TEXT FOR ANALYSIS:
━━━━━━━━━━━━━━━━
Gene Identity Score of Mammalian Orthologs
- Generating GISMO-mis and GISMO metrics.
- consensus_v2_missense-counts.gz and consensus_v2_synonymous-counts.gz output from scripts in GISMO-mis
- unmerged-species_combined_matrix_2023-07-26.tsv output from scripts in one2_matrices
- Scripts to generate input files for GISMO-mis
- Instead of comparing to human (">REFERENCE" in fasta), generate a consensus reference sequence by codon for each gene. Note that this permits multiple reference codons at a position (in the event of ties)
- If there is a deletion ("-") anywhere in either reference or query sequence for a gene, skip over it (not counted towards mis or syn totals)
- For any "N" bp, consider all possible substitutions. To be the most conservative, if it can be synonymous, mark is as synonymous. In other words, only classify if missense if all possibilities are missense.
- For synonymous and missense scoring in the case of multiple reference codons, again taking the most conservative route by only determining missense if all reference codons are only missense against queried codon.
- All used ENST[x].[gene].fasta.gz files hosted at: https://genome.senckenberg.de/download/TOGA/human_hg38_reference/MultipleCodonAlignments/
- Primary outputs moved to: GenerateScore/inputs/consensus_v2_missense-counts.gz and GenerateScore/inputs/consensus_v2_synonymous-counts.gz
- Generating GISMO one2 matrix (primary output: GenerateScore/inputs/unmerged-species_combined_matrix_2023-07-26.tsv)
━━━━━━━━━━━━━━━━
PROBLEM SET:
[1] Retype the stretch of the gene identity score text from "- consensus_v2_missense-counts.gz and" through "or syn totals)".
[2] In the gene identity score text, what happens when a deletion appears anywhere in either the reference or query sequence for a gene?
[3] Proceed with the gene identity score text, picking up after its last line.

INFORMATION GIVEN:
━━━━━━━━━━━━━━━━
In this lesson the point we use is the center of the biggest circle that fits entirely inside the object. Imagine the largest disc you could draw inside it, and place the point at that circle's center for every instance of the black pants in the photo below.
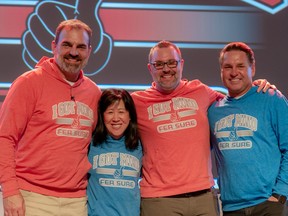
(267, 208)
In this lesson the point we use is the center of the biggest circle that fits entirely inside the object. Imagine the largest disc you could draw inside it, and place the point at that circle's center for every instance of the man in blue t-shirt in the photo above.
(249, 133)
━━━━━━━━━━━━━━━━
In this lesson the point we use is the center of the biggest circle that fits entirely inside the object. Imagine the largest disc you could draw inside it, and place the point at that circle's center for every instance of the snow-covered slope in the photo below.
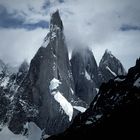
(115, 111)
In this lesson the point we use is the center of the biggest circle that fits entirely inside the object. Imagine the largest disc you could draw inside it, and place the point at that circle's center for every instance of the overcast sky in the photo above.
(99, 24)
━━━━━━━━━━━━━━━━
PER-TASK ANSWERS:
[1]
- consensus_v2_missense-counts.gz and consensus_v2_synonymous-counts.gz output from scripts in GISMO-mis
- unmerged-species_combined_matrix_2023-07-26.tsv output from scripts in one2_matrices
- Scripts to generate input files for GISMO-mis
- Instead of comparing to human (">REFERENCE" in fasta), generate a consensus reference sequence by codon for each gene. Note that this permits multiple reference codons at a position (in the event of ties)
- If there is a deletion ("-") anywhere in either reference or query sequence for a gene, skip over it (not counted towards mis or syn totals)

[2] It is skipped over and not counted toward the missense or synonymous totals.

[3]
- Input files hosted at: https://genome.senckenberg.de/download/TOGA/human_hg38_reference/
- Scripts to run partitioned heritability
- Scripts used to run partitioned heritability
- (most) Input files needed to run partitioned heritability
- SNP list: list.txt
- Gene coordinate file: ENSG_coord.txt
- Dependent files that are not included here:
- 1000G_EUR_Phase3_plink/ hosted at: gs://broad-alkesgroup-public-requester-pays/LDSCORE/1000G_Phase3_plinkfiles.tgz
- hapmap3_snps/ hosted at: gs://broad-alkesgroup-public-requester-pays/LDSCORE/hapmap3_snps.tgz. Using w_hm3.snplist instead.
- Baseline model hosted at: gs://broad-alkesgroup-public-requester-pays/LDSCORE/1000G_Phase3_baselineLD_v2.2_ldscores.tgz
- Weights hosted at: gs://broad-alkesgroup-public-requester-pays/LDSCORE/1000G_Phase3_weights_hm3_no_MHC.tgz
- frqfiles hosted at: gs://broad-alkesgroup-public-requester-pays/LDSCORE/1000G_Phase3_frq.tgz
- GWAS sumstats can be downloaded according to details in: Manifest_201807.csv
- decile, decile_rand, and decile-list used as inputs to partitioned heritability scripts (all generated by GISMO-mis_gencode-v44_annotate-ensembl.R)
- gencode.v44.chr_patch_hapl_scaff.basic.annotation.gff3.genes are gene names from gencode v44 (hosted at: https://www.gencodegenes.org/human/). Generated by v44_ensembl-from-gencode.py.